In a call with reporters late on Friday, senior Apple executives spoke on background about areas they were previously barred from talking about, areas that delve into the specifics how and why they could not comply with the FBI's request. Thanks to the revelations contained in the DOJ's affidavit, Apple officials could now outline exactly what the FBI has requested, and how the government's own botched handling of the recovered iPhone -- rather than Apple's refusal to hack its own operating system -- has prevented the FBI from obtaining the information it wanted.
Apple revealed that it had been in discussions with the FBI since shortly after the December attacks about ways to provide law enforcement with as much information as possible about the seized iPhone. Apple's engineering staff had, in fact, informed FBI officials about legal and viable ways for the agency to induce an unencrypted backup of the iPhone to iCloud, which would have then generated a backup of the unit's current contents, and allowed Apple to provide the agency with the sort of information it hoped to find on the device.
The backups Farook had initiated weeks before the attacks were sporadic and unencrypted, suggesting that they were done manually, and that the gunman had not turned off the ability of the device to be backed up -- leaving open the possibility that the device could be made to do an iCloud backup. This would have provided the government with the data it was looking for -- though the lack of encrypted backups on what was a government-issued work smartphone hints that Farook did not have any sensitive information on the device.
However, the Apple ID was changed by either officials from either San Bernardino County government or the government during the first 24 hours after the attack, rendering the advice Apple had given moot, because the device could no longer auto-backup to iCloud. Apple has already helped provide the FBI with access to the backups Farook made up until October 19.
Because of this error on the part of the government, the FBI decided that Apple would now have to create a tool that would work with both older and newer iPhones -- including models with the "secure enclave" -- that would allow the government (and others who obtained, reverse-engineered, or other created a version of the tool) complete access to the full contents and data store in the device's flash storage and processors.
The Apple executives emphasized that the FBI is misleading people with claims that its interest in such a tool extends only to this one particular device, and that Apple is refusing to help the agency at all. They pointed out that no government until now -- even China -- has asked for a special "backdoor" to be created that could access the sensitive contents, and that if it acquiesces to the US government's demands, it will have to do the same for all countries worldwide.
The executives also said explicitly that previous statements by government officials, from FBI Director James Comey to Manhattan District Attorney Cyrus Vance have made it clear that the US government would use such a tool, if it were created, to bypass the security on at least 175 iPhones that have been seized as part of more mundane criminal investigations. While saying that Apple "abhors" terrorism in any form, the methods the FBI has gone to court to try and force Apple to create would create a "master key" that the government would then use to unlock any devices they deem of interest for any reason.

DATASET EXTRACT:

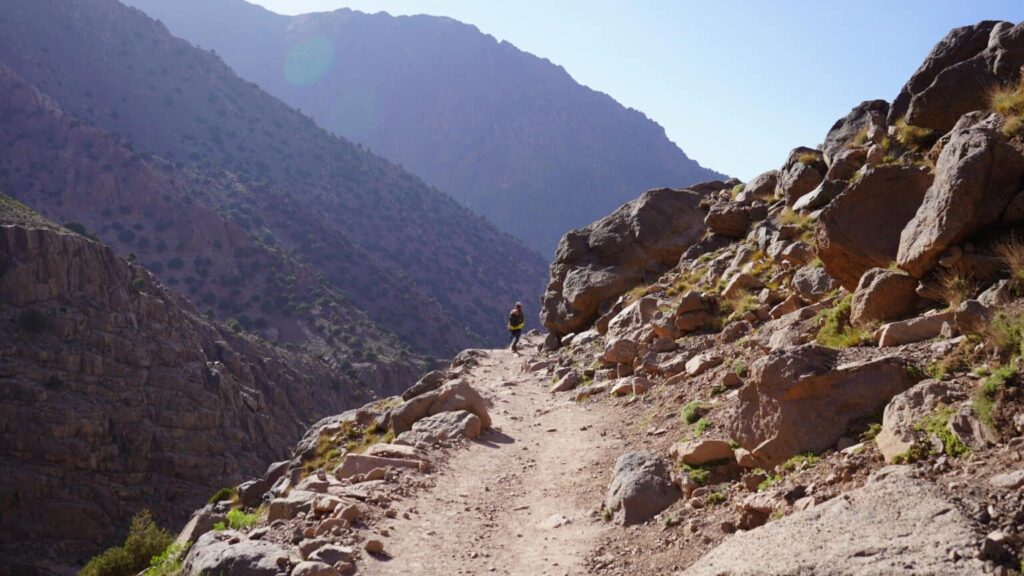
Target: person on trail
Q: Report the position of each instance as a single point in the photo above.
(516, 322)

TASK INSTRUCTIONS:
(1) Copy out everything in the Apple and FBI article above, from "In a call with" down to "information it wanted.".
(2) Condense the paragraph of the Apple and FBI article that begins "Apple revealed that it had been in discussions" into a short bulleted list that keeps its main facts.

RESPONSES BY TASK:
(1)
In a call with reporters late on Friday, senior Apple executives spoke on background about areas they were previously barred from talking about, areas that delve into the specifics how and why they could not comply with the FBI's request. Thanks to the revelations contained in the DOJ's affidavit, Apple officials could now outline exactly what the FBI has requested, and how the government's own botched handling of the recovered iPhone -- rather than Apple's refusal to hack its own operating system -- has prevented the FBI from obtaining the information it wanted.

(2)
- Apple had been in discussions with the FBI since shortly after the December attacks about giving law enforcement as much information as possible about the seized iPhone.
- Apple's engineers told FBI officials about legal and viable ways to make the iPhone perform an unencrypted backup to iCloud.
- That backup would have captured the device's current contents and allowed Apple to give the FBI the kind of information it hoped to find on the phone.